Performance problem with SIMD support

I am comparing the performance of our code generated with Clang++ 3.3 and with G++ 4.5.1 for Linux x86_64 (Fedora 14).

Clang++ code performs generally a bit better than G++ code, but one of the differences in a few test cases is attributable to some SIMD code. It uses SSE2 and SSE4.1 instructions to accelerate some small functions that are used often.

In January I reported lack of support for __builtin_ia32_blendvpd as a bug. I learned that we have to use _mm_blendv_pd from xmmintrin.h instead of the __builtin_ form. This was the final comment from Eli Friedman : The _mm_ forms are preferred because they are standardized; we consider the __builtin_ versions an implementation detail.

I converted all of our code to use the _mm_ forms for Clang++ builds. Now I have discovered that our code actually runs more slowly with the SIMD instructions than without.

With G++ 4.5.1, the test case runs in 69 sec. with SIMD and 84 sec. without SIMD.

With C++ 3.3, the same test case runs in 73 sec. with SIMD and 64 sec. without SIMD.

We discovered that the function gcopy2 was at the top of the profiler's list, and fcopy2 and dcopy2 were also in the top 5. A stack trace pointed to our SIMD code as the caller, and this indicated we should try compiling without the SIMD code.

Before I spend too much more time with various possibilities, can anyone comment on this issue?

Perhaps we should be using __builtin_ functions, when they are available, and _mm_ functions only when the __builtin_ forms are not available.

Is there something that could be improved in Clang's SIMD support?

With G++ 4.5.1, the test case runs in 69 sec. with SIMD and 84 sec. without
SIMD.

With C++ 3.3, the same test case runs in 73 sec. with SIMD and 64 sec.
without SIMD.

We discovered that the function gcopy2 was at the top of the profiler's
list, and fcopy2 and dcopy2 were also in the top 5. A stack trace pointed
to our SIMD code as the caller, and this indicated we should try compiling
without the SIMD code.

Before I spend too much more time with various possibilities, can anyone
comment on this issue?

It'd be good to see a testcase that shows the problem. We're
definitely interested in optimizing this path.

Perhaps we should be using __builtin_ functions, when they are available,
and _mm_ functions only when the __builtin_ forms are not available.

We'd prefer not. Basically the __builtin forms are basically
equivalent to inline asm. The idea behind using only the _mm_*
versions is that the code is also capable of being optimized.

Is there something that could be improved in Clang's SIMD support?

Probably if you're having this problem.

-eric

I'll see what I can do about a simpler test case.

I just talked with a colleague more familiar with our SIMD code, and he pointed out that our function called in this test case is using asm code for the SIMD instructions, not the intrinsic functions. My guess that the difference was due to _mm_ functions was wrong. I apologize for jumping to the wrong conclusion.

This colleague thinks the problem might be related to data packing, which compilers could handle differently. I will try to send our code in a case that demonstrates the performance issue.

Given instruction 1
Decide whether each statement agrees with the SIMD performance thread. Answer yes or no, and quote the deciding words of the thread exactly. (a) With G++ 4.5.1, the test case ran faster with SIMD than without it. (b) The reply to the poster endorses using __builtin_ functions whenever they are available. (c) The colleague found that the function called in the test case uses the intrinsic functions for its SIMD instructions.
Given instruction 2
Print the passage of the SIMD performance thread starting at "Performance problem with" and ending at "x86_64 (Fedora 14).".

Data segment
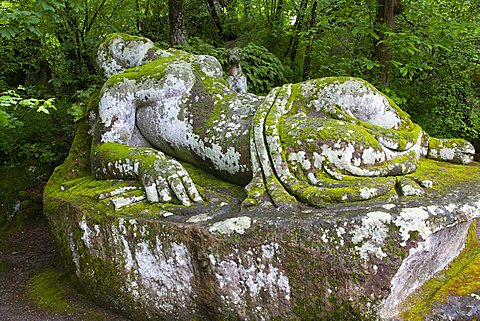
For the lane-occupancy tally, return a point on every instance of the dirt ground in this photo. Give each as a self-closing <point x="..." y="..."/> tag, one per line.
<point x="29" y="254"/>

Reply 1
(a) Yes: "With G++ 4.5.1, the test case runs in 69 sec. with SIMD and 84 sec. without SIMD."
(b) No: "We'd prefer not."
(c) No: "our function called in this test case is using asm code for the SIMD instructions, not the intrinsic functions."

Reply 2
Performance problem with SIMD support

I am comparing the performance of our code generated with Clang++ 3.3 and with G++ 4.5.1 for Linux x86_64 (Fedora 14).